What is asked. Output nothing but the lines from the line with "Reviewer note: make sure each instance of the green" through the end of the listing below, both ends included.

Supplied material.
=-=-=-=-=

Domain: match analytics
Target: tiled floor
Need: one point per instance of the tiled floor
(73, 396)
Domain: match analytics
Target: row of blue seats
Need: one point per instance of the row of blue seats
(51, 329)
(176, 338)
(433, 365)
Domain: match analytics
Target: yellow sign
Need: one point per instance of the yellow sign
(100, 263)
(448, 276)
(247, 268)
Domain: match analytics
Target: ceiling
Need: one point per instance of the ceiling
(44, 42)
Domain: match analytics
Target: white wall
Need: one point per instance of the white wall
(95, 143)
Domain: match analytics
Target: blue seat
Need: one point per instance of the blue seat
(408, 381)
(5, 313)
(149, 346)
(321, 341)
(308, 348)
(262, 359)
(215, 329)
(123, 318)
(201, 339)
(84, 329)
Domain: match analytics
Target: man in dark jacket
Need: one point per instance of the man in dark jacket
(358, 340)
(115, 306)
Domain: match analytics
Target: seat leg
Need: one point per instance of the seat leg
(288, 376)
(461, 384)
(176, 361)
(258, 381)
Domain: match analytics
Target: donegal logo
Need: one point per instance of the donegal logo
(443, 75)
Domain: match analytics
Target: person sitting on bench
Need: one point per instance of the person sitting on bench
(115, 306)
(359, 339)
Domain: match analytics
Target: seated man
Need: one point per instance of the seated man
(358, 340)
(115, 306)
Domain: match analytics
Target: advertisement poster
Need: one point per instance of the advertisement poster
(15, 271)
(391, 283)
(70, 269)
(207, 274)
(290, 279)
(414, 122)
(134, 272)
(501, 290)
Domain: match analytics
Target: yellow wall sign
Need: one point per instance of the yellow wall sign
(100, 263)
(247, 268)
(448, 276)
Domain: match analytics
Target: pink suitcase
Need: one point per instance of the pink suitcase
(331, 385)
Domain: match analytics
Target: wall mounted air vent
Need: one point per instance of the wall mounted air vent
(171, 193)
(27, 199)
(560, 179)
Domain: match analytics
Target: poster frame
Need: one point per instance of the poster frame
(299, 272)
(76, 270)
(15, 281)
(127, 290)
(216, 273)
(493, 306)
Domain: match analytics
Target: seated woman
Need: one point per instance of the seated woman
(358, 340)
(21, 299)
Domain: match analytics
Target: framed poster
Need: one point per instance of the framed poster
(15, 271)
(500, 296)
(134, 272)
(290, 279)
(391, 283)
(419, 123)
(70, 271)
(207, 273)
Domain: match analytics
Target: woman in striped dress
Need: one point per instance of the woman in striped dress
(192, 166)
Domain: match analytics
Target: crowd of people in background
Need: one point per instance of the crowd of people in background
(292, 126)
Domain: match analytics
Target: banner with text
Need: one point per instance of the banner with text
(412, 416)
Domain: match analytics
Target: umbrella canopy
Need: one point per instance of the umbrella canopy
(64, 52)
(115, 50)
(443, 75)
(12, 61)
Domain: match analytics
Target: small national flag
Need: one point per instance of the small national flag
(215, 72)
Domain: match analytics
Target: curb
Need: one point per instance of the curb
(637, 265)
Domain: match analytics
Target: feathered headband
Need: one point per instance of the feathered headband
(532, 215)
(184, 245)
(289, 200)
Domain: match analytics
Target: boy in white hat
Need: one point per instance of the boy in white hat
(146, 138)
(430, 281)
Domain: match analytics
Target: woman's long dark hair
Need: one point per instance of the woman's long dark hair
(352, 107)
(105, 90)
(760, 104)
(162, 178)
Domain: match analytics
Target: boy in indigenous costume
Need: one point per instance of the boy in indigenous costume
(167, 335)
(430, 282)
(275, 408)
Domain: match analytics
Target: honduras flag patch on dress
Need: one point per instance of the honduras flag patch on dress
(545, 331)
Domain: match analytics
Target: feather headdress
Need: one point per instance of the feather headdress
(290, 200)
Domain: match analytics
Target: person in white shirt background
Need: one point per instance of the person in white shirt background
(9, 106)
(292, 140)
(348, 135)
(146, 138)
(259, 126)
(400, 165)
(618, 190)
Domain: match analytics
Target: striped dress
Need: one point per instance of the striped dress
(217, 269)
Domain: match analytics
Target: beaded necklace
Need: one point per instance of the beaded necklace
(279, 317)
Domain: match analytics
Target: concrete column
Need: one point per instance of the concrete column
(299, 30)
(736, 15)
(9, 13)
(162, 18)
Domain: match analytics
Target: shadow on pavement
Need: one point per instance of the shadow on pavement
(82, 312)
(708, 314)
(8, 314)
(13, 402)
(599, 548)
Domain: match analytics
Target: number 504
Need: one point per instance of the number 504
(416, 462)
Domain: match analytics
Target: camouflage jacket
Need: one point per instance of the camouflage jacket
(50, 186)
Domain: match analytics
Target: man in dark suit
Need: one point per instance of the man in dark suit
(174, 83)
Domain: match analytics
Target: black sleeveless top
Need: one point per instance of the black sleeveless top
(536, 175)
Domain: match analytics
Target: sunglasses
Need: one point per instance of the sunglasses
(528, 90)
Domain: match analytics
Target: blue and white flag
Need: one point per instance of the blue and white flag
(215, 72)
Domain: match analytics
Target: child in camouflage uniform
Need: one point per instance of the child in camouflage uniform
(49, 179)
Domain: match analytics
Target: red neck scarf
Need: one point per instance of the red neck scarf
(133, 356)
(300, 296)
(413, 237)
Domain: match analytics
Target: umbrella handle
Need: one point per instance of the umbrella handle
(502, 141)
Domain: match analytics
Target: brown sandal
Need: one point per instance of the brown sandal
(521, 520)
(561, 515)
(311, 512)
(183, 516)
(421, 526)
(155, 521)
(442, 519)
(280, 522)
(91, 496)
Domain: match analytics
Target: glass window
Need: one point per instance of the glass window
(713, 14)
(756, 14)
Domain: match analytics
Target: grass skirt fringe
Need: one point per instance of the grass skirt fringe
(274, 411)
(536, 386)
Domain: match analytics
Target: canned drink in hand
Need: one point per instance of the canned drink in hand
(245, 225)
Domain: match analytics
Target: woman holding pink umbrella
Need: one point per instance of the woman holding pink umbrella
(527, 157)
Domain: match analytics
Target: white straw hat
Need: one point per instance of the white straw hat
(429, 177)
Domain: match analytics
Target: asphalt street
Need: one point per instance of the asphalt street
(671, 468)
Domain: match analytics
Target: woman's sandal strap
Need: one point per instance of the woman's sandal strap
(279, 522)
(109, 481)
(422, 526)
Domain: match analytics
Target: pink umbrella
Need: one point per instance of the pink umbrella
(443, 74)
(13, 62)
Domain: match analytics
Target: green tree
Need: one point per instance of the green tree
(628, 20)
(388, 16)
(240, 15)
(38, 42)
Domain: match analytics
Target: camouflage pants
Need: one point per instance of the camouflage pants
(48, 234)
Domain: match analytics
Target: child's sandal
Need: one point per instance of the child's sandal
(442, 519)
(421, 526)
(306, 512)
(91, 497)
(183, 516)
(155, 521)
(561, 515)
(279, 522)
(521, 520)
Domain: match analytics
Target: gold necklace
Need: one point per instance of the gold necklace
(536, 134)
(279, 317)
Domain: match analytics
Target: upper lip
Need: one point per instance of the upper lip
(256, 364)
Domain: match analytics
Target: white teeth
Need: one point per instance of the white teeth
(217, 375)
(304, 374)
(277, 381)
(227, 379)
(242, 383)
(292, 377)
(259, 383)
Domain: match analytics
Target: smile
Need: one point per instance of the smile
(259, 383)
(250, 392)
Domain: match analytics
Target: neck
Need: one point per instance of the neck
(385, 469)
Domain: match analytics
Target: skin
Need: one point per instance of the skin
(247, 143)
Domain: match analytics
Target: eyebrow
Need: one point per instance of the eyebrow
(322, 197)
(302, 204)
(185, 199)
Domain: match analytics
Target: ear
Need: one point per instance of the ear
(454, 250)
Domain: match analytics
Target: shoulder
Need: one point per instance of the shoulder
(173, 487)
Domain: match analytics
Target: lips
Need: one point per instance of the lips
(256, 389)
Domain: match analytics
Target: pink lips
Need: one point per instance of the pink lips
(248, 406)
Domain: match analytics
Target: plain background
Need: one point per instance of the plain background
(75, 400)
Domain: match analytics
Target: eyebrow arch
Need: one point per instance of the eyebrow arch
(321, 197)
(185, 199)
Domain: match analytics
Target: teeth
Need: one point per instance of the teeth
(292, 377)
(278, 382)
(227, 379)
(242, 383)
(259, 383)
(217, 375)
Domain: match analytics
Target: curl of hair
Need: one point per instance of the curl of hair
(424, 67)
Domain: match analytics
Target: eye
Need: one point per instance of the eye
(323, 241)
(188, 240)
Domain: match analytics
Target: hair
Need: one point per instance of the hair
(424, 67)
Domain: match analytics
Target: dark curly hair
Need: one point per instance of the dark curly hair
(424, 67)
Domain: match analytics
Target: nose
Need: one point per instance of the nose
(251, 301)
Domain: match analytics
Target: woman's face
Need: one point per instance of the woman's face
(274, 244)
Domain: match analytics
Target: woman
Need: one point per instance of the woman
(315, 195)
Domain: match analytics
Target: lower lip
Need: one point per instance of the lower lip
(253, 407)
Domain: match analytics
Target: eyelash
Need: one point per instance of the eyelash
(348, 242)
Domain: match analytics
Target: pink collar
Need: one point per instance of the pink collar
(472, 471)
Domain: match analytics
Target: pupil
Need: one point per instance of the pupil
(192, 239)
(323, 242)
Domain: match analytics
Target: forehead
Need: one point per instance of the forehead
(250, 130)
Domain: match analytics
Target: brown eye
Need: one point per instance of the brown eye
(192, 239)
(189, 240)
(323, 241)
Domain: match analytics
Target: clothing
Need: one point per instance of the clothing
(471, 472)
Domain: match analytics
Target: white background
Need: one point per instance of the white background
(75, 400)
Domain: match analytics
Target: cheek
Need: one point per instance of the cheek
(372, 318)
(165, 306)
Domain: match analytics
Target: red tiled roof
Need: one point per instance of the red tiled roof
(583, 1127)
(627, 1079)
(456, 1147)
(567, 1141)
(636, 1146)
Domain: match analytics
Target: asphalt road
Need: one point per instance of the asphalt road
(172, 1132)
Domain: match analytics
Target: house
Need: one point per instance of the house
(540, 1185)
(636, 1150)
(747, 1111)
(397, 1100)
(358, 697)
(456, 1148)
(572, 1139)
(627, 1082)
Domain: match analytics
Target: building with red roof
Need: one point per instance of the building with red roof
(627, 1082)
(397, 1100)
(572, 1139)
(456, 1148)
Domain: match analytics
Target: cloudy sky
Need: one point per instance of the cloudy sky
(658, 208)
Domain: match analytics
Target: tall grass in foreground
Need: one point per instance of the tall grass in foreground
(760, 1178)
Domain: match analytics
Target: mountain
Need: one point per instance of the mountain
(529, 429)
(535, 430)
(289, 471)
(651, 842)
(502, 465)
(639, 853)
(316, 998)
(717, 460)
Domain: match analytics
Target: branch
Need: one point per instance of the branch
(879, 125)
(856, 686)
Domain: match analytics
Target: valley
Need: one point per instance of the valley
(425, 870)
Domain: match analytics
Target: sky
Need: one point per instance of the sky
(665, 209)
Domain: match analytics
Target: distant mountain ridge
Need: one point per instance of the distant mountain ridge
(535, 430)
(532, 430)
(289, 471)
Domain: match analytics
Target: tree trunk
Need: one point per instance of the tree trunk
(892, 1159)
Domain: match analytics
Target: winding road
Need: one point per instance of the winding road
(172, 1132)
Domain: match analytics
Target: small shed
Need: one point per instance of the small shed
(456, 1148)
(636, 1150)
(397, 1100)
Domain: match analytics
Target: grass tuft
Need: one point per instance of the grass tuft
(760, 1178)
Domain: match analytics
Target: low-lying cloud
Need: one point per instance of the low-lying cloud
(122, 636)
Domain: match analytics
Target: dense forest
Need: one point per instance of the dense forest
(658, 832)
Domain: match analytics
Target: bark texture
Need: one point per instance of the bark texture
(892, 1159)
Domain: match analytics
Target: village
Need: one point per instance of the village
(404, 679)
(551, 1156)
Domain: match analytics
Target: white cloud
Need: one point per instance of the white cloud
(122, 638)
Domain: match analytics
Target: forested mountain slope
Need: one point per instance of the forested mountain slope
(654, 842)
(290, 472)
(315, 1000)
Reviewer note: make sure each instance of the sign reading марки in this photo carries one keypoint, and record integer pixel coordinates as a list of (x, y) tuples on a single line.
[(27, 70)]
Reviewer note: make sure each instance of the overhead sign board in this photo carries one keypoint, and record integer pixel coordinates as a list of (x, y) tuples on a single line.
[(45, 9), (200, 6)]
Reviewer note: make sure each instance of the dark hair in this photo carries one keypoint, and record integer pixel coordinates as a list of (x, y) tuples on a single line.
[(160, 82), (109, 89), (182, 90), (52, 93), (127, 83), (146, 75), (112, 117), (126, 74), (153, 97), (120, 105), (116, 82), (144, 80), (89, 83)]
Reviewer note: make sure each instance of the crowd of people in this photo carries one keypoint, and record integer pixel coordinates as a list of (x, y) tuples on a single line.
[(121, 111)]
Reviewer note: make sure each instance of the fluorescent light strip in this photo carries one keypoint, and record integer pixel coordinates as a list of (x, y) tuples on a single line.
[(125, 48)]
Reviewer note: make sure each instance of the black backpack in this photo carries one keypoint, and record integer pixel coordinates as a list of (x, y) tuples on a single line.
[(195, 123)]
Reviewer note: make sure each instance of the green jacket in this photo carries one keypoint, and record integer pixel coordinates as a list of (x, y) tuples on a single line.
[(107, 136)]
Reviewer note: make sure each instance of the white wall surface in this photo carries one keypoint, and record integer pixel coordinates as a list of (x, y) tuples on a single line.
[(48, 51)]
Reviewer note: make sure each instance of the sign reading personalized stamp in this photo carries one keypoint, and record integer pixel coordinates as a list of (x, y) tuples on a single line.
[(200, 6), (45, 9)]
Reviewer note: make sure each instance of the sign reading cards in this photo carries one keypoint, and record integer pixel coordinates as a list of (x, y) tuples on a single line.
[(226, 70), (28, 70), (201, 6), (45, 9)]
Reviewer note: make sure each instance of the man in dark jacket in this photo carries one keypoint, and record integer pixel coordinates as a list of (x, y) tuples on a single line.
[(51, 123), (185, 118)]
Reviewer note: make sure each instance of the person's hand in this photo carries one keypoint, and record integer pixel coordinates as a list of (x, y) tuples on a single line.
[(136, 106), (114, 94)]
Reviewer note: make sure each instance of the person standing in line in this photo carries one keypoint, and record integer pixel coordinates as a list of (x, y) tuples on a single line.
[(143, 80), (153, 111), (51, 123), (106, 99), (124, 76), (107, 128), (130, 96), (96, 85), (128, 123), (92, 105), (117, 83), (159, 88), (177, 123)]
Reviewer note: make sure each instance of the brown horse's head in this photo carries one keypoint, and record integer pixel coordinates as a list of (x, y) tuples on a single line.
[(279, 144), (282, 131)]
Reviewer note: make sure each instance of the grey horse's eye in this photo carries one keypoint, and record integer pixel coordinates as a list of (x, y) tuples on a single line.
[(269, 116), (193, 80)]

=-=-=-=-=

The reply.
Reviewer note: make sure each instance of the green jacket in this photo carries one keypoint, and record integer pixel coordinates as a list of (x, y) tuples on a single line.
[(107, 136)]
Reviewer note: make sure each instance of the white wall surface in this photo carries one keypoint, and record integer pixel coordinates as a list of (x, y) tuples on a single line.
[(48, 51)]
Reviewer note: make sure each instance of the sign reading personalized stamp in this photo carries one keypoint, and record integer pixel coordinates as a list of (x, y) tuples on a single line.
[(200, 6), (45, 9)]
Reviewer note: make sure each instance of the sign reading cards in this photo carries one keypoint, and record integer pixel coordinates as a list of (x, y) tuples on a single line.
[(226, 70), (28, 70), (201, 6), (45, 9)]
Reviewer note: make sure each instance of the man in dark jacket in this photo carries one keypoint, and record integer pixel coordinates as a list of (x, y) tuples on a single line.
[(51, 123), (185, 118)]
Reviewer note: make sure each instance of the person's hand in this photo carries one keypoint, and record integer pixel coordinates as a list of (x, y) tuples on a single line.
[(136, 106), (114, 94)]
Reviewer note: make sure each instance of the person standing in line in this photo carries one keypoint, and record integer pixel coordinates as a list of (x, y) tuples on a single line.
[(143, 80), (153, 111), (51, 123), (106, 99), (124, 76), (107, 128), (130, 96), (96, 85), (128, 123), (92, 105), (117, 83), (159, 88), (177, 123)]
Reviewer note: make sure each instance of the brown horse's head in this photo carries one keypoint, and record integer pixel coordinates as a list of (x, y) tuples on a single line.
[(279, 144), (282, 131)]
Reviewer note: make sure each instance of the grey horse's eye in this photo carries one keypoint, and record integer pixel coordinates as a list of (x, y) tuples on a single line.
[(269, 116), (193, 80)]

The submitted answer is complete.